**TEXTO CITADO**
= = = =

Luis Buñuel - Quando fomos para a cama

Com versos carregados de forte erotismo, o epigrafado poema de Buñuel costuma ser relacionado a certa passagem do curta-metragem “Um Cão Andaluz” (1929) – película com tons surrealistas do grande diretor espanhol em parceria com Salvador Dalí –, durante a qual um ciclista apalpa os seios e as nádegas de uma jovem, numa relação carnal incompleta e insatisfatória.

 

Fato é que, dos versos – ainda que se assumam metafóricos –, dificilmente podem ser deduzidas interpretações válidas, tendentes a um consenso ou a um denominador comum, dado o propósito deliberado de se produzir estranheza, de se liberar a força do irracional (ou do não racional), de se opor resistência à forma tradicional de elaboração de poemas, mediante uma escrita automática, sem peias ou normas previamente estabelecidas.

 

J.A.R. – H.C.

 

Luis Buñuel

(1900-1983)

 

Al meternos en el lecho

 

Los restos de estrella que quedaron entre tus cabellos

crujían como cáscaras de cacahuete

la estrella cuya luz descubriste

hace ya un millón de años

en el instante mismo en que nacía

un diminuto niño chino.

 

“Los chinos son los unicos que no temen

Los fantasmas

Que todas las noches a las doce nos salen de la piel.”

 

Es lástima que la estrella

no supiera fecundar tus senos

y que el pájaro de la lámpara de aceite

la picotease como a una cáscara de cacahuete

tus miradas y las mías dejaron en tu vientre

un signo futuro y luminoso de multiplicación.

 

Casal na cama

(Alberto Sebastiani: pintor italiano)

 

Quando fomos para a cama (*)

 

Os resíduos de estrela que ficaram entre os teus cabelos

crocitavam como cascas de amendoins

a estrela cuja luz tu descobriste

há um milhão de anos já

no mesmo instante em que era dado à luz

um diminuto menino chinês.

= = = =

**OBJETIVO DECLARADO A**
Conte quantas linhas dos registros contêm a palavra "windshield", diferenciando maiúsculas de minúsculas. Responda só com o número.

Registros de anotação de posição
= = = =

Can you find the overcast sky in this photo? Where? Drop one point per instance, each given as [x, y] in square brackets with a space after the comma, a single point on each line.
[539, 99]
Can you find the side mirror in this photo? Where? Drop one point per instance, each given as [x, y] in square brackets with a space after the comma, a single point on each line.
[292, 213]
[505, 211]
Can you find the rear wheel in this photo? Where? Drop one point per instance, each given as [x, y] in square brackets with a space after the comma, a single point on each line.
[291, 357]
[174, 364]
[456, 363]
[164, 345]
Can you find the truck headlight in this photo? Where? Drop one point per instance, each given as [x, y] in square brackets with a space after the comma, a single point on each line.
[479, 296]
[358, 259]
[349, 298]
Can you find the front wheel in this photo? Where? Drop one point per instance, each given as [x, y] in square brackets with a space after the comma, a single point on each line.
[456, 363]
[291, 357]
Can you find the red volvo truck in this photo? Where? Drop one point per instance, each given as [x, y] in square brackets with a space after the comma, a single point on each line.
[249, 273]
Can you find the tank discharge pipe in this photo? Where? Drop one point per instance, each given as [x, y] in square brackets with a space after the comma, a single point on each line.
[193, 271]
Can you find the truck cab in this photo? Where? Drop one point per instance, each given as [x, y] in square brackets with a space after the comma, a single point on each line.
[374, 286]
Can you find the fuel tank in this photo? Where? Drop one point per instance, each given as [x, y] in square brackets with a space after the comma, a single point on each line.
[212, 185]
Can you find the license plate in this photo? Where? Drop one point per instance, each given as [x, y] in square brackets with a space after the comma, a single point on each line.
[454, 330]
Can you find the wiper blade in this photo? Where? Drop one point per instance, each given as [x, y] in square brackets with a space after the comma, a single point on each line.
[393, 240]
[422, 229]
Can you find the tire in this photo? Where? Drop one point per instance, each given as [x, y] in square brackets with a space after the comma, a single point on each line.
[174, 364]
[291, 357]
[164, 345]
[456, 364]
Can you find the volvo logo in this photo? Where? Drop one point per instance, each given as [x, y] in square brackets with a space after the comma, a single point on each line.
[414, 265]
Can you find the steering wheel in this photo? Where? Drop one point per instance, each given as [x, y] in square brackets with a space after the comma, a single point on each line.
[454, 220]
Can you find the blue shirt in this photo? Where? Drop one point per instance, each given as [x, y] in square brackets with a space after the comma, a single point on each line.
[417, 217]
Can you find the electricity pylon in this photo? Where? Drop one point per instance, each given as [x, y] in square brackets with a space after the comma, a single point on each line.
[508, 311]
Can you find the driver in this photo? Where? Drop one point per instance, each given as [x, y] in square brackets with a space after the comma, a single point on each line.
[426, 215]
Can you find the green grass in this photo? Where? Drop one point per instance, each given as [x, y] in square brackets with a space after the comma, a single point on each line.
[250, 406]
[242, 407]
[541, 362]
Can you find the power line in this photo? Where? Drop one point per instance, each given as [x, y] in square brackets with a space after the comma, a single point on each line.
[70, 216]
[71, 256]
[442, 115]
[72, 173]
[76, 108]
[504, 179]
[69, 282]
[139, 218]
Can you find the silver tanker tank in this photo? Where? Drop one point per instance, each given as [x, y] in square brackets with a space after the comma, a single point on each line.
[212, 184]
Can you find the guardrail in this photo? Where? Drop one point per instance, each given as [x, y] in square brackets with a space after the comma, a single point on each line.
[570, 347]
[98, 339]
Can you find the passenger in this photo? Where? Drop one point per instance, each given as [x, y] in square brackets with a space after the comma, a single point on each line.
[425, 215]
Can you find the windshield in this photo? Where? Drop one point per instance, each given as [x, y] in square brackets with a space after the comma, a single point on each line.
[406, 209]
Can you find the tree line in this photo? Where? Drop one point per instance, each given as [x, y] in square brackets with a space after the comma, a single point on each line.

= = = =

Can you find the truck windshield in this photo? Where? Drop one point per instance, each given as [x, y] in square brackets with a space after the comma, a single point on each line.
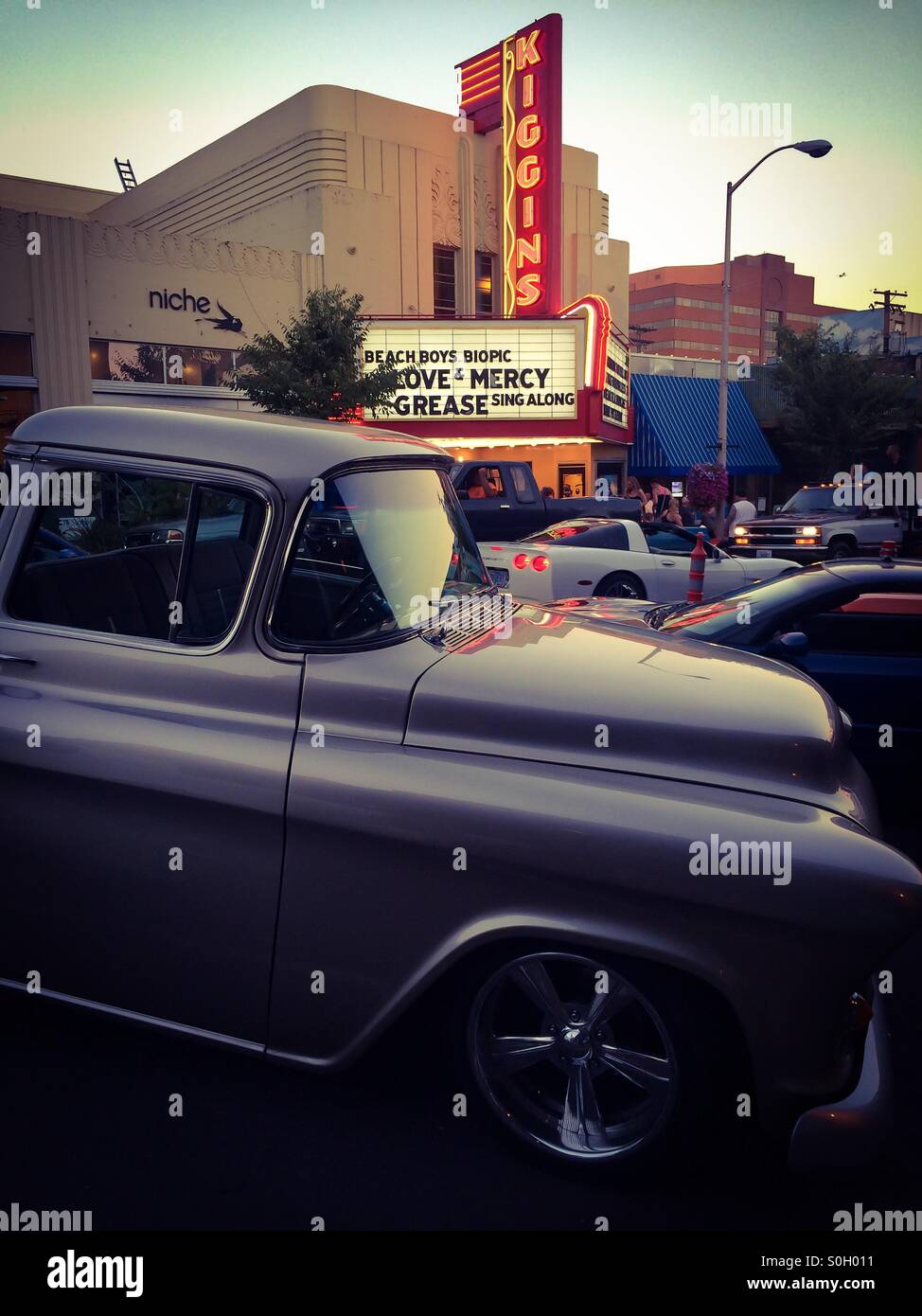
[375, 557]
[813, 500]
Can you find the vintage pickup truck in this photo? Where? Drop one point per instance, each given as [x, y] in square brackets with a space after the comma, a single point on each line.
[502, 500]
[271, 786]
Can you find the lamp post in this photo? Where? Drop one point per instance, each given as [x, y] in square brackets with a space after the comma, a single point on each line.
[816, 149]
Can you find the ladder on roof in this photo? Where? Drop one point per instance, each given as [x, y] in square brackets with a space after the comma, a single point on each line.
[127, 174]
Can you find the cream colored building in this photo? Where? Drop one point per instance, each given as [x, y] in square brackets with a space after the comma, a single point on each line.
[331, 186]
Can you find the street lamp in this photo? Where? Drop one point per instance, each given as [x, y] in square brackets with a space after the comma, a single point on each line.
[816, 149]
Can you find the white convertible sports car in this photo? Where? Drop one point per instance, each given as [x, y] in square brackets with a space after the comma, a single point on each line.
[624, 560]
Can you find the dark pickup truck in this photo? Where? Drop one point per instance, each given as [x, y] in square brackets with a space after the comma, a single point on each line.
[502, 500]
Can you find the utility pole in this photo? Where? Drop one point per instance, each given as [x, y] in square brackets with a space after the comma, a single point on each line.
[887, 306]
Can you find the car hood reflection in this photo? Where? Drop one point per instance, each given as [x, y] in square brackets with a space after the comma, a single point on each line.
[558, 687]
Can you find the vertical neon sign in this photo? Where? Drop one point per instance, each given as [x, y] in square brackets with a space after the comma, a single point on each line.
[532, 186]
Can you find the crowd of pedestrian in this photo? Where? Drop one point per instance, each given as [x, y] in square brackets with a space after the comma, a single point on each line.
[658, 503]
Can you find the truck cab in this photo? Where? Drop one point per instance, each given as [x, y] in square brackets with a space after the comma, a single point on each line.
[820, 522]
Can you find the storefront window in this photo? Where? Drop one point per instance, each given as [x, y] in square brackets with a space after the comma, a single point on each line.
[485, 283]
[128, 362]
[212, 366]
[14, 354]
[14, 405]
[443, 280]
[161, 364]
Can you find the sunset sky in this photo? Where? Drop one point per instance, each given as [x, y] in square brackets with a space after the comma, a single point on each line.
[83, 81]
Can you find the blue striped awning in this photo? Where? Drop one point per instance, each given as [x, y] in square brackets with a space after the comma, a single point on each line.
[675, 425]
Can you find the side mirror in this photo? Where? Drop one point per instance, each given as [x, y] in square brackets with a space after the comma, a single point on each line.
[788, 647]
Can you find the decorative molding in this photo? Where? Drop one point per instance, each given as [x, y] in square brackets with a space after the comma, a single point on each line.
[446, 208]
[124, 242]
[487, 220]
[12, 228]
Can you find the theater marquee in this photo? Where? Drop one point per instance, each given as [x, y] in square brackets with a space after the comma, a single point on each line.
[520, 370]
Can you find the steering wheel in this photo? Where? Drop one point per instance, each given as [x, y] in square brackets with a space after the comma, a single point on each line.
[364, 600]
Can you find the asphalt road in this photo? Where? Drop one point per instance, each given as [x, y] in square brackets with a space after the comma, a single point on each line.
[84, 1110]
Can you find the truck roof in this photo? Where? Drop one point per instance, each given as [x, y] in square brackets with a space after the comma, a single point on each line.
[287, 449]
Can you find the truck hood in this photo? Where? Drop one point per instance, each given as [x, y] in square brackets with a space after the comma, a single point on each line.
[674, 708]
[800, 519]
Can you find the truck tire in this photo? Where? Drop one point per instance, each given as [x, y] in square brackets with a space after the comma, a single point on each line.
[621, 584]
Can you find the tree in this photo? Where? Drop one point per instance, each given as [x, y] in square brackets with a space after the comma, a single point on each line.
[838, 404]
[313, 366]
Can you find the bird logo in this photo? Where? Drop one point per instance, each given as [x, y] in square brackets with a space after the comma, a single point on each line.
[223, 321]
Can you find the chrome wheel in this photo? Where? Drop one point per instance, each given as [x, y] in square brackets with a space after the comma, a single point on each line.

= = = =

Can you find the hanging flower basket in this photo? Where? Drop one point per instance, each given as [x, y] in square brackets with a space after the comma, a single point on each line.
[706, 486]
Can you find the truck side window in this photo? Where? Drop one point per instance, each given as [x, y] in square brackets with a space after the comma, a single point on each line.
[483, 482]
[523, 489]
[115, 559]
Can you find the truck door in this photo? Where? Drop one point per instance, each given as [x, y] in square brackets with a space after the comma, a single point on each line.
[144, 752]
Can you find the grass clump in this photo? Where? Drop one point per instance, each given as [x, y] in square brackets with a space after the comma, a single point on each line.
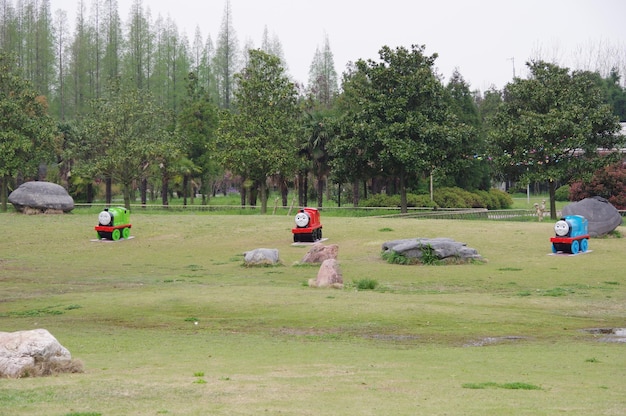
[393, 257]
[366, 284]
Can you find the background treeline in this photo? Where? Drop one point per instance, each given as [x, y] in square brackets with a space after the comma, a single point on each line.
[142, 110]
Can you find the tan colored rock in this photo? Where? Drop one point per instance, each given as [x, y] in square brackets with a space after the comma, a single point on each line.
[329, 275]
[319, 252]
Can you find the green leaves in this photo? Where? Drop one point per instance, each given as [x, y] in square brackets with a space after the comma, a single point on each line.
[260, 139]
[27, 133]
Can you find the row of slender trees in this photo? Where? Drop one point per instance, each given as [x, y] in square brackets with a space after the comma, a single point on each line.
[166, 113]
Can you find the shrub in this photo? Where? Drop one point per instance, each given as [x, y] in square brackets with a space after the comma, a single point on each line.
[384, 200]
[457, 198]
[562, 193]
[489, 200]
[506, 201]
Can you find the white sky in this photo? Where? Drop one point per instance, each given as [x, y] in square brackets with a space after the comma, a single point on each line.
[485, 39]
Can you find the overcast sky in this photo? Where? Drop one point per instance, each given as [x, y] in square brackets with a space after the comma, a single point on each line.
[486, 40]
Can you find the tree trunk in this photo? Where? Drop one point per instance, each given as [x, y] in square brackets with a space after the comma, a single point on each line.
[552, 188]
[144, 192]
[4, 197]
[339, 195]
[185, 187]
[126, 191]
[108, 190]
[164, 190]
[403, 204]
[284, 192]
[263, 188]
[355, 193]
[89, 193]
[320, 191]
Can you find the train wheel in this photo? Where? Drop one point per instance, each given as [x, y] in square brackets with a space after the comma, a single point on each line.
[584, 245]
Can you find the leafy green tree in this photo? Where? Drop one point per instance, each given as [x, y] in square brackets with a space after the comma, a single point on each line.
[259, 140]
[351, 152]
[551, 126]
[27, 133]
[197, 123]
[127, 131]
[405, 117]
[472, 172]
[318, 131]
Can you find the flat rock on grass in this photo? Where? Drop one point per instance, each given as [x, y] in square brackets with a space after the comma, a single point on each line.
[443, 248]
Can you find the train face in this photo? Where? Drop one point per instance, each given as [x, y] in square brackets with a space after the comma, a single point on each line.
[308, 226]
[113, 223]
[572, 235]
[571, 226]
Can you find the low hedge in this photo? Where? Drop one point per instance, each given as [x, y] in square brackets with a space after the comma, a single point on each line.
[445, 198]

= = = =

**OBJETIVO DECLARADO B**
Responda às perguntas a seguir com base no texto citado.
(i) Em que ano foi feito o curta-metragem "Um Cão Andaluz"?
(ii) Com quem Buñuel fez esse filme em parceria?
(iii) Qual é a nacionalidade do pintor Alberto Sebastiani?

**RESPOSTA CORRETA A**
2

**RESPOSTA CORRETA B**
(i) 1929
(ii) Com Salvador Dalí
(iii) Italiana